Look below for the line containing "box: [0, 273, 326, 318]"; from there, print each line exactly up to and including the line containing "positive clicks: (173, 4)", and stop.

==== Input records ====

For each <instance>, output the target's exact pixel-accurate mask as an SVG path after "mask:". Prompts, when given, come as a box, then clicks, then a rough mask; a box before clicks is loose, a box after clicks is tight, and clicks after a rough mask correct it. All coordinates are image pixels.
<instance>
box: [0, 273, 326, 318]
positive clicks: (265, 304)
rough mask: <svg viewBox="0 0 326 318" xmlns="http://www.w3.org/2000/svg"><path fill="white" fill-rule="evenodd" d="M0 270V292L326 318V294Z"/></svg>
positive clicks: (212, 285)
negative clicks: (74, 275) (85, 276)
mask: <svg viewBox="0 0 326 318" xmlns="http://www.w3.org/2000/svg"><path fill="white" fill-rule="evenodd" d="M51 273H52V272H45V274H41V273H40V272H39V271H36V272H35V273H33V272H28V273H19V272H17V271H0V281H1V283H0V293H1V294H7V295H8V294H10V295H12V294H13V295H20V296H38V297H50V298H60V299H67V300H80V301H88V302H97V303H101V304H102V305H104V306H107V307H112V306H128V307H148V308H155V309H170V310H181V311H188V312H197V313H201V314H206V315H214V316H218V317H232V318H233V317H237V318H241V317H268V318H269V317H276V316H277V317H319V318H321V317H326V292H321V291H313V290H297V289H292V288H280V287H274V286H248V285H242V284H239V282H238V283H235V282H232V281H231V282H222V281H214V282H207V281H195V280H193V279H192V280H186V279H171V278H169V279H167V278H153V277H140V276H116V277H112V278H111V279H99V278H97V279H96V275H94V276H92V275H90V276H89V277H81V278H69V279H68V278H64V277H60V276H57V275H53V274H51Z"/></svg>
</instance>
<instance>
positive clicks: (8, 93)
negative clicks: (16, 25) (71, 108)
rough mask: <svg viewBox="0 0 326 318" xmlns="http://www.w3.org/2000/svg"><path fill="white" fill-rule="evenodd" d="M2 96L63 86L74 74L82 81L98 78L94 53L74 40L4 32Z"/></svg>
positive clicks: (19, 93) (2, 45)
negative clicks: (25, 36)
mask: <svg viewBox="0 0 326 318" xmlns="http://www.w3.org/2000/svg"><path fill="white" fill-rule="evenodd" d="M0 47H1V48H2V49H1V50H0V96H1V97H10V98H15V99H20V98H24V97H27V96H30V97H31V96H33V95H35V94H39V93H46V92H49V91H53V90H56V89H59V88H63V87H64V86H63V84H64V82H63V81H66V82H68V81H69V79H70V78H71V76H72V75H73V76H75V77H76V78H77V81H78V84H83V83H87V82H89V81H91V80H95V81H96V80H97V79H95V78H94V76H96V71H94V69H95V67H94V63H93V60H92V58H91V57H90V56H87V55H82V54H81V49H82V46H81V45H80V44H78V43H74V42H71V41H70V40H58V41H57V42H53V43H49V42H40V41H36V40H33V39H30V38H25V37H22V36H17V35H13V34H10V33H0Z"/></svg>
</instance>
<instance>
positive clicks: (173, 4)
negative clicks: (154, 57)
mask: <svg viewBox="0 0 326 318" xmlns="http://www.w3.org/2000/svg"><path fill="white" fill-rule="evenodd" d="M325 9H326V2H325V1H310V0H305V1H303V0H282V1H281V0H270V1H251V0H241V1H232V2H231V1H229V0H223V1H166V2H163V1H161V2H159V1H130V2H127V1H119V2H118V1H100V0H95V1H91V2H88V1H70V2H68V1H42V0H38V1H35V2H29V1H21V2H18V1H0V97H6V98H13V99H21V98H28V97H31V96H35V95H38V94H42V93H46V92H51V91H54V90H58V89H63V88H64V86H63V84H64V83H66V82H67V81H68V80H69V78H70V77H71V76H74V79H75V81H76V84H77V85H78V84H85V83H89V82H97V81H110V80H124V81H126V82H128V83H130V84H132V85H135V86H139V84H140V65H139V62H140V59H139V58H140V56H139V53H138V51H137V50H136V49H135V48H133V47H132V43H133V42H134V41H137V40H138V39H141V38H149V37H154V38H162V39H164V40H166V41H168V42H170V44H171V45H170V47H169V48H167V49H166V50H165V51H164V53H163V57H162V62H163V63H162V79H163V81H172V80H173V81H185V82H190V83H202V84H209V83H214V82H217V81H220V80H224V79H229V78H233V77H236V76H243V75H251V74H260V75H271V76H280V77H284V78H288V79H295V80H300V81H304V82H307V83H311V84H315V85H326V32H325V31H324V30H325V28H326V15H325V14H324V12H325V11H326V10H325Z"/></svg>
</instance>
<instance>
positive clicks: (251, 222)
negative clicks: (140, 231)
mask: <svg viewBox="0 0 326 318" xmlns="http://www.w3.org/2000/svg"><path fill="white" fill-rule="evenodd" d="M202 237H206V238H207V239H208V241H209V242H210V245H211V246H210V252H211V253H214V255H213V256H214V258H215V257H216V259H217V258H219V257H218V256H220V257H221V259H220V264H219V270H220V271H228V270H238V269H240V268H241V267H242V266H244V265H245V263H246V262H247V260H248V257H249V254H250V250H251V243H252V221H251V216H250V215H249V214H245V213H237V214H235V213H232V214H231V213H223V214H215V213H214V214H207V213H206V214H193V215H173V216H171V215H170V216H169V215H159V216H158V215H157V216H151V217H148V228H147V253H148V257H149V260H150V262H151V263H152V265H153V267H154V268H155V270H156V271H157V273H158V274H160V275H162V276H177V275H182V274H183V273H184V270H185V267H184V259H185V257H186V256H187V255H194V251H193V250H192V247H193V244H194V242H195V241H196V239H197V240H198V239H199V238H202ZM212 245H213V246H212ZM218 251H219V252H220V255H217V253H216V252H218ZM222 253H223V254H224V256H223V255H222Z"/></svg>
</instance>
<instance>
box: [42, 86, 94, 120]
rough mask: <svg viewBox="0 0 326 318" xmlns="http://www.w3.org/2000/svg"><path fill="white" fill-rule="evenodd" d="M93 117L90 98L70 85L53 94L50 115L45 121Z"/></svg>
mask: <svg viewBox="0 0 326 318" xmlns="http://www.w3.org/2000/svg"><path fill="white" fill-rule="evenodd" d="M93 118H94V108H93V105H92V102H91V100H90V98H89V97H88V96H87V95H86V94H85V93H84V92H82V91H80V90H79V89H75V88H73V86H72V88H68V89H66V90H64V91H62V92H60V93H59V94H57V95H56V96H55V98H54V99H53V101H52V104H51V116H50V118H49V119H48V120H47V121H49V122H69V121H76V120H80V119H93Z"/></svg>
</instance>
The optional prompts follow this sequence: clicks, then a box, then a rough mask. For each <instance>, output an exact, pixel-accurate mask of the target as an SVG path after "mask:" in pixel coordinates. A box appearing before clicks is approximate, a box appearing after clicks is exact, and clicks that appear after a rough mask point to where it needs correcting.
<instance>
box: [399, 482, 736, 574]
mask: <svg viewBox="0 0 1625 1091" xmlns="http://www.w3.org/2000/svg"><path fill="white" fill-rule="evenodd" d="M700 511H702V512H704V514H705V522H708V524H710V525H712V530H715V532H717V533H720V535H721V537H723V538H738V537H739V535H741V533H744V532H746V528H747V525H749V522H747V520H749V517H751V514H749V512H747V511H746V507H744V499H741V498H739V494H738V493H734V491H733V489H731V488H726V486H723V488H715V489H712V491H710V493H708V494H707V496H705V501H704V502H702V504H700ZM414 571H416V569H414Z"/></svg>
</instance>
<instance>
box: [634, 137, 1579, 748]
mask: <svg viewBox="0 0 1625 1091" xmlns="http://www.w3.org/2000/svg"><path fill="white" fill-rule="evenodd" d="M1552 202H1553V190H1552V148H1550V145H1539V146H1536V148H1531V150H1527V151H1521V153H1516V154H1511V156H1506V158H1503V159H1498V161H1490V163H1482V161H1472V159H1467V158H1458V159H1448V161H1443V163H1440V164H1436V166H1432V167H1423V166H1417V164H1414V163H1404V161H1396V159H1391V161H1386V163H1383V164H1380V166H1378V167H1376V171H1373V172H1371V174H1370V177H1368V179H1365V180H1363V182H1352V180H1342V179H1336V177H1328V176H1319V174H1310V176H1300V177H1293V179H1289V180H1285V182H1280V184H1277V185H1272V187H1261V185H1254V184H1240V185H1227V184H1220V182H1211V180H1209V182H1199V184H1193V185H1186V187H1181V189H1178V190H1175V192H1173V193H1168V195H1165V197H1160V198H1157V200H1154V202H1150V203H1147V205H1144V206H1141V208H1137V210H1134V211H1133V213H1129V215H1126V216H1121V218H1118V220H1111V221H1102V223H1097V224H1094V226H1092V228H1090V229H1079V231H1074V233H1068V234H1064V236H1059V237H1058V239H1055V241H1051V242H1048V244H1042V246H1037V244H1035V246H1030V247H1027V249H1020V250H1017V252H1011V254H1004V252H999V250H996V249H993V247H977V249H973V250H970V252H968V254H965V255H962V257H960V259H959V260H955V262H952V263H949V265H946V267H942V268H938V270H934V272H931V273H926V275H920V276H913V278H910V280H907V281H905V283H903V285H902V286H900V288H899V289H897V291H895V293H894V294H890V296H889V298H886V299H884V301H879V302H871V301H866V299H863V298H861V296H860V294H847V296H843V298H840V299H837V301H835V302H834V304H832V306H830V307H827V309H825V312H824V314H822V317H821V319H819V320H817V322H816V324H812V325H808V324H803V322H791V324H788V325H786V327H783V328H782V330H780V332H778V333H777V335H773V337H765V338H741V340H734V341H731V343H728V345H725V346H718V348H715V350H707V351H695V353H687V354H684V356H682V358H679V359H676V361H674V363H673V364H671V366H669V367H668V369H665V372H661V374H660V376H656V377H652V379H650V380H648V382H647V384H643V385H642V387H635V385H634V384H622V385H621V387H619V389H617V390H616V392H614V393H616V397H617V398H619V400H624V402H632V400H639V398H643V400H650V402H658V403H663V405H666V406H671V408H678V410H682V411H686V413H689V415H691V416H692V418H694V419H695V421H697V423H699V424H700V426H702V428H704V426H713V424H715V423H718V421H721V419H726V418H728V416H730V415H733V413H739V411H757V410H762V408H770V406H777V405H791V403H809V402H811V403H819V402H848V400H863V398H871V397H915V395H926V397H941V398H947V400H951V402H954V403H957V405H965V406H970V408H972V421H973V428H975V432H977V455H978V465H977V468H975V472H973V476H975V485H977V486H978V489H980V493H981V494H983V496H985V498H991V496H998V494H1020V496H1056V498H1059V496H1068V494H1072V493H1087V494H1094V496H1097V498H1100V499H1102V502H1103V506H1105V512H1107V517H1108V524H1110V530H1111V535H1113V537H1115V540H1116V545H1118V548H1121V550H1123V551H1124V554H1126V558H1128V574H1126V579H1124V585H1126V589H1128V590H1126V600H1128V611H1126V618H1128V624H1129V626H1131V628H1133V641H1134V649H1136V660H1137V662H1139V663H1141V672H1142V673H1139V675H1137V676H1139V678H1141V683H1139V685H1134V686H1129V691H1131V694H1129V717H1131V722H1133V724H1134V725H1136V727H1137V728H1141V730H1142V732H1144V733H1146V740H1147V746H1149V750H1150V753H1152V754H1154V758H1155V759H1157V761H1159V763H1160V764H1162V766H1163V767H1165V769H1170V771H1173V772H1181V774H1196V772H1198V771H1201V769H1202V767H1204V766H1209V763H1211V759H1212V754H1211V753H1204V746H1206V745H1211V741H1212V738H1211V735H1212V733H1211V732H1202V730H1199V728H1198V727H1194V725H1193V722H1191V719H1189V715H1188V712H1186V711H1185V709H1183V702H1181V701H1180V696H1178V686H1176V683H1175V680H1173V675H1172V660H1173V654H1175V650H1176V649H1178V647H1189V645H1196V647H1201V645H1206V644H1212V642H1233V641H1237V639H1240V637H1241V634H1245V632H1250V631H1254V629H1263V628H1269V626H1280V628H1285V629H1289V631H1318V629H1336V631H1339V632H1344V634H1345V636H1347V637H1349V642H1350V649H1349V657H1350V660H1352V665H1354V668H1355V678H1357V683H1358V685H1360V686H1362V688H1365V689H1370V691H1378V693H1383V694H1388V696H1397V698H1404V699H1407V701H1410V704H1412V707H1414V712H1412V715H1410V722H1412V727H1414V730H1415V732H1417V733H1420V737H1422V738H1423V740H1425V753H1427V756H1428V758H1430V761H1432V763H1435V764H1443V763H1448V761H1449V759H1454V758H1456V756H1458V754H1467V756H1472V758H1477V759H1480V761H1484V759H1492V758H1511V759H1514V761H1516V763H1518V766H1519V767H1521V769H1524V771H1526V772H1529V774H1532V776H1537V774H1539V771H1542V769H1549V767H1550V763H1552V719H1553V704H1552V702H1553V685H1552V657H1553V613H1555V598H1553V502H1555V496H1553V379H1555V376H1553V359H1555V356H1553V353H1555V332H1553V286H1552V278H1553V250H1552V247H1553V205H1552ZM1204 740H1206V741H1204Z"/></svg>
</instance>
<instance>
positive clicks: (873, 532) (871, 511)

====

**Result of this task:**
box: [0, 273, 326, 318]
positive clicks: (265, 304)
rough mask: <svg viewBox="0 0 326 318" xmlns="http://www.w3.org/2000/svg"><path fill="white" fill-rule="evenodd" d="M0 270V292L326 318V294Z"/></svg>
positive clicks: (212, 285)
negative clicks: (74, 275) (85, 276)
mask: <svg viewBox="0 0 326 318" xmlns="http://www.w3.org/2000/svg"><path fill="white" fill-rule="evenodd" d="M51 273H52V272H45V274H41V273H40V272H39V271H36V272H35V273H33V272H28V273H19V272H17V271H0V281H1V283H0V293H1V294H7V295H8V294H10V295H12V294H13V295H20V296H38V297H50V298H60V299H67V300H80V301H88V302H97V303H101V304H102V305H104V306H107V307H112V306H128V307H148V308H155V309H170V310H181V311H188V312H197V313H201V314H206V315H214V316H218V317H232V318H233V317H237V318H241V317H268V318H269V317H276V316H277V317H319V318H321V317H326V292H321V291H313V290H297V289H292V288H280V287H274V286H248V285H242V284H239V282H238V283H235V282H232V281H231V282H222V281H214V282H207V281H195V280H193V279H192V280H186V279H171V278H169V279H167V278H153V277H140V276H116V277H112V278H111V279H99V278H97V279H96V275H94V276H92V275H90V276H89V277H81V278H69V279H68V278H64V277H60V276H57V275H53V274H51Z"/></svg>
</instance>
<instance>
positive clicks: (8, 93)
negative clicks: (16, 25) (71, 108)
rough mask: <svg viewBox="0 0 326 318" xmlns="http://www.w3.org/2000/svg"><path fill="white" fill-rule="evenodd" d="M2 96L63 86L74 74L82 81L98 78L94 53L74 40L4 32Z"/></svg>
positive clicks: (19, 93) (2, 45)
negative clicks: (25, 36)
mask: <svg viewBox="0 0 326 318" xmlns="http://www.w3.org/2000/svg"><path fill="white" fill-rule="evenodd" d="M0 47H1V48H2V49H1V50H0V96H1V97H10V98H15V99H20V98H24V97H27V96H30V97H31V96H33V95H35V94H39V93H46V92H49V91H53V90H56V89H59V88H63V87H64V86H63V84H64V82H63V81H66V82H68V81H69V79H70V78H71V76H72V75H73V76H75V77H76V78H77V81H78V84H83V83H87V82H89V81H91V80H95V81H96V80H97V79H95V78H94V76H96V71H94V69H95V67H94V63H93V60H92V58H91V57H90V56H87V55H82V54H81V49H82V46H81V45H80V44H78V43H74V42H71V41H70V40H58V41H57V42H53V43H49V42H40V41H36V40H33V39H30V38H25V37H22V36H17V35H13V34H10V33H0Z"/></svg>
</instance>
<instance>
positive clicks: (173, 4)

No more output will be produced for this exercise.